[Supplied passage]
-*-*-
According to the IUPAC definition, flocculation is “a process of contact and adhesion whereby the particles of a dispersion form larger-size clusters”. 

Basically, coagulation is a process of addition of coagulant to destabilize a stabilized charged particle. Meanwhile, flocculation is a mixing technique that promotes agglomeration and assists in the settling of particles. While coagulation neutralizes the charges on the particles, flocculation enables them to bind together, making them bigger, so that they can be more easily separated from the liquid.

An Ancient narrative on Use of Coagulant for treating water has history around 2000 BC when the Egyptians used almonds, smeared around vessels, to treat river water

The coagulant is properly dispersed to promote particle collisions with rapid mixing. The metal coagulant such as hydrolysis products formed within 0.01 to 1.0 seconds tend to be the most effective for destabilization – this is why adjustment of pH and post-dosing of more coagulant is rarely effective after the initial coagulant addition. 

Types of coagulants :Organic and inorganic are two types of coagulants that are used in water and wastewater treatment.. 

Inorganic coagulants include:

• Aluminum coagulants – e.g. aluminum sulphate, aluminum chloride and sodium aluminate
• Iron coagulants – e.g. ferric sulphate, ferrous sulphate, ferric chloride and ferric chloride sulphate

Organic coagulants include:

• Polyamines
• Polydiallyldimethylammonium chloride (Poly DADMACs)
• Polytannate

 Jar test :

The process by which the dosage and choice of flocculant are selected is called a jar test. The equipment used for jar testing consists of one or more beakers, each equipped with a paddle mixer. After the addition of flocculants, rapid mixing takes place, followed by slow mixing and later the sedimentation process. Samples can then be taken from the aqueous phase in each beaker.
-*-*-
[What this exercise asks]
[1] List every inorganic coagulant that the coagulation and flocculation text names as an example.
[2] Answer these from the coagulation and flocculation text:
(a) Who used almonds smeared around vessels to treat river water around 2000 BC?
(b) Within what time range do the most effective hydrolysis products form?
(c) What is each beaker used in jar testing equipped with?
[3] Reproduce a passage of the coagulation and flocculation text word for word. Begin at the words "An Ancient narrative" and stop after "initial coagulant addition.".
Nothing in the rows that come next is needed for these tasks.
-*-*-
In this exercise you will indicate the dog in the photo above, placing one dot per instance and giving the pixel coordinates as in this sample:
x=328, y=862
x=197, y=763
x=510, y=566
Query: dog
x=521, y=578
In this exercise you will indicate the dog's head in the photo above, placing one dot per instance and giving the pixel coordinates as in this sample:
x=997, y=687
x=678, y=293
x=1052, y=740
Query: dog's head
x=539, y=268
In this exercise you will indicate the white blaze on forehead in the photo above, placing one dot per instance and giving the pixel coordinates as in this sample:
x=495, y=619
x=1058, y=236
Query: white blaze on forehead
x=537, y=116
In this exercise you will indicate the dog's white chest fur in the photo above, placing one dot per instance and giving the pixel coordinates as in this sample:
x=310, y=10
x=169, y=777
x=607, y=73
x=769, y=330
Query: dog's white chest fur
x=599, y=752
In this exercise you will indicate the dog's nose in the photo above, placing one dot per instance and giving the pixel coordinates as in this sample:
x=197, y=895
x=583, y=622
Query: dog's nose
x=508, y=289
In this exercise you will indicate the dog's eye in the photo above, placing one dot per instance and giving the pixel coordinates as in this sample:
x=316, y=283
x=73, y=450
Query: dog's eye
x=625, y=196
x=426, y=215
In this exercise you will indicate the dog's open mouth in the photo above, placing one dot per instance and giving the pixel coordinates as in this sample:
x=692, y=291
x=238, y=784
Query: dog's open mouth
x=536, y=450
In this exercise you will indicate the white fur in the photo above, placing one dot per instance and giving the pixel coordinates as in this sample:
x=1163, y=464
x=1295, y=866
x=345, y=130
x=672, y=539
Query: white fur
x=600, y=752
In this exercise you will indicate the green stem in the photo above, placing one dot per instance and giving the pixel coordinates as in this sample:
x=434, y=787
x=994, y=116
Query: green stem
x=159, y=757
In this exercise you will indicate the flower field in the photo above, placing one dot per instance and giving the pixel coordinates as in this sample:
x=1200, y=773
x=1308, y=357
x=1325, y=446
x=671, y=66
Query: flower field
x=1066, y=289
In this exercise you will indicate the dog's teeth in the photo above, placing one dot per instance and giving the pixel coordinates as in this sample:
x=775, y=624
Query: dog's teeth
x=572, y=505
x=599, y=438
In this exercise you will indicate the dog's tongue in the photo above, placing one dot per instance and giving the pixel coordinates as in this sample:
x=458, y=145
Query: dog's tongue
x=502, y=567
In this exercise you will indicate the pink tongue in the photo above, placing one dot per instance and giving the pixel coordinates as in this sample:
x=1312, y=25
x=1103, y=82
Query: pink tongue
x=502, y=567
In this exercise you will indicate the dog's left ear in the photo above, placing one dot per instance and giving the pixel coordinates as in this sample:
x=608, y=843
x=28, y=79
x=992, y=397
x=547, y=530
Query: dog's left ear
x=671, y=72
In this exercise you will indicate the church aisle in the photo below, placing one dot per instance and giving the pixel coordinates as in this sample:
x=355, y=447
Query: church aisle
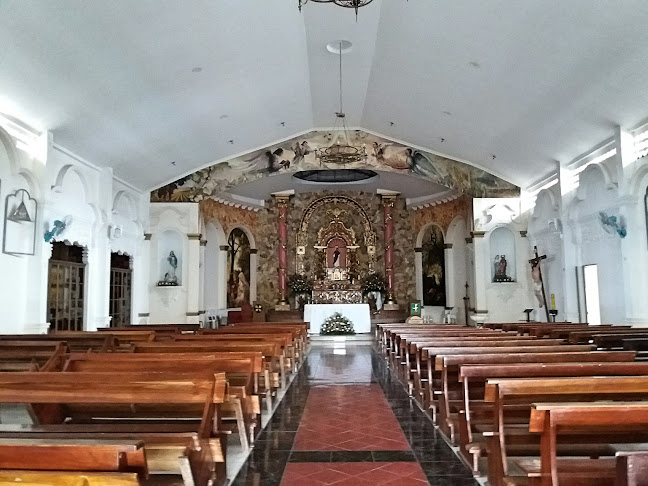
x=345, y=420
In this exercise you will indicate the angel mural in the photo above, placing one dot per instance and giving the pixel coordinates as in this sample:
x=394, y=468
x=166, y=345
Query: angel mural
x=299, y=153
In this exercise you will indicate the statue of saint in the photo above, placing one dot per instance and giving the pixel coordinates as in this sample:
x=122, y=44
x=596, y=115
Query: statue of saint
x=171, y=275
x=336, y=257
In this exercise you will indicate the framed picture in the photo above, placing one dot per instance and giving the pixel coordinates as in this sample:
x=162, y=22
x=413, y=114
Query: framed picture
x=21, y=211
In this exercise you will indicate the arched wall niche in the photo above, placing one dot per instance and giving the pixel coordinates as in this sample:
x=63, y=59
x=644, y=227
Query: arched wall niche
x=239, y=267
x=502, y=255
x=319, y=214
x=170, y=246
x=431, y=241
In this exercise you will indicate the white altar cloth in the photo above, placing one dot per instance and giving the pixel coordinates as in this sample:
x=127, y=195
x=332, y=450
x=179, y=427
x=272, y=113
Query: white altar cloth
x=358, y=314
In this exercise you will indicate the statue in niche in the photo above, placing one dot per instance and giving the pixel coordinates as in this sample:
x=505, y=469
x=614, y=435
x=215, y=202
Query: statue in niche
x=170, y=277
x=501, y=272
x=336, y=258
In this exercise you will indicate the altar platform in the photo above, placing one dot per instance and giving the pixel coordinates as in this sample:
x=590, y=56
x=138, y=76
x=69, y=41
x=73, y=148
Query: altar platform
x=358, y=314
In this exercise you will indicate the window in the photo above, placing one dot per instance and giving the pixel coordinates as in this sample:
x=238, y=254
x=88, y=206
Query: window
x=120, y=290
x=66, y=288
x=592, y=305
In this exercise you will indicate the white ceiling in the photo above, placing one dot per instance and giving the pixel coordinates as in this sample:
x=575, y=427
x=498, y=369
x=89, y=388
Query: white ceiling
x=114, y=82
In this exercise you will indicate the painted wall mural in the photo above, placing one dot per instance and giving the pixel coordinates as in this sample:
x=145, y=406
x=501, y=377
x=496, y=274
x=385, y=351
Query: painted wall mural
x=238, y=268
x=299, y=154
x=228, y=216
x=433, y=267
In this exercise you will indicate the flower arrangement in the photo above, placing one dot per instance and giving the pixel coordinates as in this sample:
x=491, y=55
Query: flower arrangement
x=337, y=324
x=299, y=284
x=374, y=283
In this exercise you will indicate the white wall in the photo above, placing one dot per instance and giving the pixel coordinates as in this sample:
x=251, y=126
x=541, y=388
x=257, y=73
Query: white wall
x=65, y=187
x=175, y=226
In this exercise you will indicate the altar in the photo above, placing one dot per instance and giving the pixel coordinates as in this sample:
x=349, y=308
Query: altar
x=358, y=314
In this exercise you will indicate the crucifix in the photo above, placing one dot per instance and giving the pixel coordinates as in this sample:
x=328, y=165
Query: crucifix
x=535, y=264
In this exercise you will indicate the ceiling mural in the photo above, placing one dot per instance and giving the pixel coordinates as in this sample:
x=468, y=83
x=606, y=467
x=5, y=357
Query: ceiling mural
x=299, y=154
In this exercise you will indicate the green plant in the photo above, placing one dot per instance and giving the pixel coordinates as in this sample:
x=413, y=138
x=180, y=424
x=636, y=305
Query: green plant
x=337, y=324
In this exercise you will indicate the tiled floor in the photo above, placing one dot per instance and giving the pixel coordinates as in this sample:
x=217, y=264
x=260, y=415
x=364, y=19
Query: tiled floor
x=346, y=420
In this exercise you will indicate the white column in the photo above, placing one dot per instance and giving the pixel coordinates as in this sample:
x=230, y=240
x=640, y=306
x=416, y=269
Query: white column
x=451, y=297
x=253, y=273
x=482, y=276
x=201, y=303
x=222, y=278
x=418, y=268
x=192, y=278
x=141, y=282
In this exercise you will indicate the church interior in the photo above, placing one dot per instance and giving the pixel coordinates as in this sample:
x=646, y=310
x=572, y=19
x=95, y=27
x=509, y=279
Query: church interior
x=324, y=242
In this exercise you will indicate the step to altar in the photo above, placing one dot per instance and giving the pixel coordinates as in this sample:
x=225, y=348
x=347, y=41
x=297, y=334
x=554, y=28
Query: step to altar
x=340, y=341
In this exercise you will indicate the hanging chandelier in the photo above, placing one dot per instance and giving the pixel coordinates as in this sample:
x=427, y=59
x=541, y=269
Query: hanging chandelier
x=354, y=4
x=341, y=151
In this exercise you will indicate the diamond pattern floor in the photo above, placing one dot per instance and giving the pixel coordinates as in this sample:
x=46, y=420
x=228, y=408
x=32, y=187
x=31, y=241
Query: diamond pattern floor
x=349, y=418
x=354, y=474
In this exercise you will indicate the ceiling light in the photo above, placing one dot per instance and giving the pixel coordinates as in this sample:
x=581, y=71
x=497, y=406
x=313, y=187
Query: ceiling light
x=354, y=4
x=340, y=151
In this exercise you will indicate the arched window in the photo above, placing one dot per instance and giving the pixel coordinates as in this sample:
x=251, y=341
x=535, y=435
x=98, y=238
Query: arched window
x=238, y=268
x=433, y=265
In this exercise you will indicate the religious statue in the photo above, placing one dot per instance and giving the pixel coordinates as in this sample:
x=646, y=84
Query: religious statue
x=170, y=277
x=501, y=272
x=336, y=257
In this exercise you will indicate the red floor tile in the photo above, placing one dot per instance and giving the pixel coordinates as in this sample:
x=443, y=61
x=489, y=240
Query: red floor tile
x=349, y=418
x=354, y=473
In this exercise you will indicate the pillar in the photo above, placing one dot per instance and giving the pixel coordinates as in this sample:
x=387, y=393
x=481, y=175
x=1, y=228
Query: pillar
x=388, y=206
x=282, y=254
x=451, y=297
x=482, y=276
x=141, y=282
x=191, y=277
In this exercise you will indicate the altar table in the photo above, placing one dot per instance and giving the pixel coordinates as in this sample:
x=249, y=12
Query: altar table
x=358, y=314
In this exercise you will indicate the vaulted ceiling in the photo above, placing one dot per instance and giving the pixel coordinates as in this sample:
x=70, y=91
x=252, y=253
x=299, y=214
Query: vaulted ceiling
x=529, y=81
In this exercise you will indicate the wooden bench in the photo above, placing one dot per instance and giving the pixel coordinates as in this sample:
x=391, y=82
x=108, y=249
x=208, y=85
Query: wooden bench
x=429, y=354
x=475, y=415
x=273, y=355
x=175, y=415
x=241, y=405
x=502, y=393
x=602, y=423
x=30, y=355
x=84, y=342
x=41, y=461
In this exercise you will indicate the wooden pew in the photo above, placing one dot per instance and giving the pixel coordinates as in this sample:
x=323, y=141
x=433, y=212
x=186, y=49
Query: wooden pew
-*-*-
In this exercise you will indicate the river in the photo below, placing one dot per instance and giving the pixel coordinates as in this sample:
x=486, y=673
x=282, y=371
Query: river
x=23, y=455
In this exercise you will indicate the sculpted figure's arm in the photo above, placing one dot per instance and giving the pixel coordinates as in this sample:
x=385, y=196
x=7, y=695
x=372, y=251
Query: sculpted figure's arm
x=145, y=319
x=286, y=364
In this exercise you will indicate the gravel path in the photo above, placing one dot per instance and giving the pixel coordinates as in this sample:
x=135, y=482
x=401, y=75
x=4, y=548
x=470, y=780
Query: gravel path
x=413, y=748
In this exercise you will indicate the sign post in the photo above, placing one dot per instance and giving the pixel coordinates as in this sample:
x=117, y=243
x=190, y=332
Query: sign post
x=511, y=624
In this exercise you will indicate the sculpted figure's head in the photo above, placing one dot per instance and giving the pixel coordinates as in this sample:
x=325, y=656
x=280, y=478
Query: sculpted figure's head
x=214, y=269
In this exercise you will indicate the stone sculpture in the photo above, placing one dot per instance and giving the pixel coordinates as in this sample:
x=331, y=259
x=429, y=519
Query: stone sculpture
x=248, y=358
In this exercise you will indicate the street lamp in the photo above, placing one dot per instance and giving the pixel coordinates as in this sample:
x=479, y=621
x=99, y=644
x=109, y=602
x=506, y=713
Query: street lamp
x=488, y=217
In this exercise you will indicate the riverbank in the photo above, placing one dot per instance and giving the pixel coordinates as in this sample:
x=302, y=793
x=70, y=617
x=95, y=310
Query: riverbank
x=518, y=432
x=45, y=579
-*-*-
[Task-by-task outputs]
[1]
aluminum sulphate
aluminum chloride
sodium aluminate
ferric sulphate
ferrous sulphate
ferric chloride
ferric chloride sulphate

[2]
(a) The Egyptians
(b) 0.01 to 1.0 seconds
(c) A paddle mixer

[3]
An Ancient narrative on Use of Coagulant for treating water has history around 2000 BC when the Egyptians used almonds, smeared around vessels, to treat river water

The coagulant is properly dispersed to promote particle collisions with rapid mixing. The metal coagulant such as hydrolysis products formed within 0.01 to 1.0 seconds tend to be the most effective for destabilization – this is why adjustment of pH and post-dosing of more coagulant is rarely effective after the initial coagulant addition.